**THE PROBLEM**
Please copy the material below word for word, starting with the line that contains "Note: we are tagging the sandy" and going on through the line that contains "[(207, 77)]", with both of those lines included.

**INPUT ROWS**
◇ ◇ ◇
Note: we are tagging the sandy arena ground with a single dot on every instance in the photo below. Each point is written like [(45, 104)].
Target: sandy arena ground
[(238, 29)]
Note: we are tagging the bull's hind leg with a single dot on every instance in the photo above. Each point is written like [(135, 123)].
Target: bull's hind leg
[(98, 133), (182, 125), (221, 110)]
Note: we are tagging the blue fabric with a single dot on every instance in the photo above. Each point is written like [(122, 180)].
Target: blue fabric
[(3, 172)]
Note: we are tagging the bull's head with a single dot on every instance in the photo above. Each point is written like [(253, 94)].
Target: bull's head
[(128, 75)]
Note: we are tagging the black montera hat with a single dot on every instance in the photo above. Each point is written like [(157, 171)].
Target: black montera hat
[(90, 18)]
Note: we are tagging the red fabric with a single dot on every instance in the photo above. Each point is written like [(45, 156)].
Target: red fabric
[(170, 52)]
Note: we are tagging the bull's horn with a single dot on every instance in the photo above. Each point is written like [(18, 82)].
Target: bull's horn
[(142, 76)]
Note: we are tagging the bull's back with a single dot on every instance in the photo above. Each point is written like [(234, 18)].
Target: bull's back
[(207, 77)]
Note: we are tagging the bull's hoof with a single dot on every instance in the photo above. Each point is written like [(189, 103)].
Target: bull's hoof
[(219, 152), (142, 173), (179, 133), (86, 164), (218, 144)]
◇ ◇ ◇
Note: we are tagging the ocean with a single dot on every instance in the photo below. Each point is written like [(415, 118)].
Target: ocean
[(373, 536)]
◇ ◇ ◇
**THE COMPLETED TASK**
Note: we are tagging the sandy arena ground with a single dot on every instance in the photo below. Each point is written like [(45, 104)].
Target: sandy arena ground
[(238, 29)]
Note: we are tagging the bull's hind leg with a single dot on every instance in the photo above. Each point is written like [(135, 123)].
Target: bull's hind leg
[(98, 133), (182, 125), (221, 110)]
Note: we are tagging the blue fabric with a single dot on every instance in the photo above. Each point is written like [(122, 180)].
Target: blue fabric
[(3, 172)]
Note: we are tagging the bull's head with a single dot on every instance in the photo above. Each point is written like [(253, 94)].
Target: bull's head
[(128, 75)]
Note: we are tagging the black montera hat with a single dot on every instance in the photo above. Each point is written like [(157, 171)].
Target: black montera hat
[(90, 18)]
Note: we are tagging the red fabric with a single dot on every instance in the photo above. Each point is written like [(45, 156)].
Target: red fabric
[(170, 52)]
Note: we are tagging the bull's horn with a single dot on every instance in the photo above. Each point is written like [(18, 82)].
Target: bull's horn
[(142, 76)]
Note: we are tagging the bull's back with a single dot on every instance in the photo above. Each point is written like [(234, 18)].
Target: bull's back
[(207, 77)]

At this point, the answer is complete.